[Excerpts from a dataset]

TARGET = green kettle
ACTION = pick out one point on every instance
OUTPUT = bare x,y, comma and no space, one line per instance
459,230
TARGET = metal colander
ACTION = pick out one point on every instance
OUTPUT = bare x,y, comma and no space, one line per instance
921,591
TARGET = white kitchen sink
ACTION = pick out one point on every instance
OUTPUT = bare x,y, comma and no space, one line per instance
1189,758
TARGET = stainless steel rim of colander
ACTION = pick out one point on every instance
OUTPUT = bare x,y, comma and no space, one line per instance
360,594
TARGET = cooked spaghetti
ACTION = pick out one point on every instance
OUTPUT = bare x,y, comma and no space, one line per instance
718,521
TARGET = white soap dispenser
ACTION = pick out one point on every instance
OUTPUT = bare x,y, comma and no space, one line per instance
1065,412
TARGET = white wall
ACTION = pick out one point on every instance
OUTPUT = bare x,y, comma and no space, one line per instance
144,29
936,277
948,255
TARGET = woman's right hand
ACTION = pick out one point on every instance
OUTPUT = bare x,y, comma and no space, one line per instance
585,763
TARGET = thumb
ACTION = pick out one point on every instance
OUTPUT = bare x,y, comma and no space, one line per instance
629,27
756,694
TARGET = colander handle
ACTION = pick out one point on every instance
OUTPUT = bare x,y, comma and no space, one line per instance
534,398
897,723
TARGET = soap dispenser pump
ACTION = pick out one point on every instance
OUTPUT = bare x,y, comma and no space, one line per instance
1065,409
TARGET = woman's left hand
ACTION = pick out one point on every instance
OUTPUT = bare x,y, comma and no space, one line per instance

# [What is expected]
Print the data in full, with each line exactly as given.

# [Output for this task]
TARGET = green kettle
ACTION = pick out one point on every instance
OUTPUT = bare x,y, comma and no space, one line per instance
459,230
TARGET = metal colander
ACTION = pick out one point on every instance
OUTPUT = bare x,y, comma and no space, one line per instance
921,591
TARGET = white kitchen sink
ACTION = pick out one point on every instance
OUTPUT = bare x,y, comma and no space, one line per instance
1189,758
TARGET = stainless steel rim of colander
ACTION = pick out one point on every instance
OUTPUT = bare x,y, comma and no space, one line per instance
360,594
TARGET = cooked spaghetti
ACTION = pick out one point on every instance
OUTPUT = bare x,y, comma and no space, one line per instance
718,521
TARGET = white soap dispenser
ACTION = pick out one point on every instance
OUTPUT = bare x,y, comma and no space, one line per instance
1065,412
TARGET = white wall
ACTION = pick out one point on every instance
OUTPUT = bare x,y, comma and no space, one line per instance
144,29
936,277
948,255
TARGET = woman's right hand
ACTION = pick out one point on every instance
OUTPUT = bare x,y, comma and no space, one line per instance
585,763
TARGET = thumb
ACTION = pick out one point on every instance
OUTPUT = bare x,y, comma and no space, one line per instance
629,27
756,694
TARGET = colander handle
ACTION = pick out one point on every instance
OUTPUT = bare x,y, comma and no space, one line per instance
534,398
897,723
TARGET = soap dispenser pump
ACTION = pick out one point on every instance
OUTPUT = bare x,y, comma and no space, one line per instance
1065,409
TARGET = woman's left hand
ACTION = pick out one point on every instance
OUTPUT = bare x,y, comma and no space, one line per instance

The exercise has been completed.